Problem statement. Which lines of the records below contain the word "with"? Report each of them in full.

Natural language region descriptions:
::::
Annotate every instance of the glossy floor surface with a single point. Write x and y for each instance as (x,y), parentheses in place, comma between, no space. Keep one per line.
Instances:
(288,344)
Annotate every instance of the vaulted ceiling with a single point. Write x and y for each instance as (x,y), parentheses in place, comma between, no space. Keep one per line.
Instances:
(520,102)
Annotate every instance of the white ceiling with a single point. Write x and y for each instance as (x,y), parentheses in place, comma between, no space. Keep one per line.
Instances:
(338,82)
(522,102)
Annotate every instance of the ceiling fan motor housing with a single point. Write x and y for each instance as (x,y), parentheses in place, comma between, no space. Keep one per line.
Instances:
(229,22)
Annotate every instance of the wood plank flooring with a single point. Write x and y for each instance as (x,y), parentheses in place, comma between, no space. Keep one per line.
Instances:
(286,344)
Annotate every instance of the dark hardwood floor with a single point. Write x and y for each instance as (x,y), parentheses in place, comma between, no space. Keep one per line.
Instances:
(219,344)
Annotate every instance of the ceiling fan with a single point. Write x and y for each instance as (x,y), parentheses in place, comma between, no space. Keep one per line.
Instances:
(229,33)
::::
Solution.
Annotate every instance of the glossy floor surface with a single point. Write x and y for each instance as (x,y), parentheses in place, comma between, no space. Keep one per line.
Annotate every instance of the vaulted ceiling with a single point. Write x and y for each instance as (x,y), parentheses in place, comma between, no space. Keep one per line.
Annotate every instance of the white ceiling with a single point. Write x and y for each instance as (x,y), parentheses in place, comma between, no space. Keep one per line.
Annotate every instance of the ceiling fan motor housing with a single point. Write x and y for each instance as (x,y), parentheses in place, comma between, no space. Keep one per line.
Annotate every instance of the wood plank flooring with a single point. Write x and y for each instance as (x,y), parentheses in place, comma between, no space. Keep one per line.
Annotate every instance of the dark hardwood floor with a single point. Write x and y for each instance as (x,y), parentheses in place, comma between, no space. Keep one per line.
Annotate every instance of the ceiling fan with a single point. Write x and y for each instance as (x,y), parentheses in place, comma between, no space. Keep one per line.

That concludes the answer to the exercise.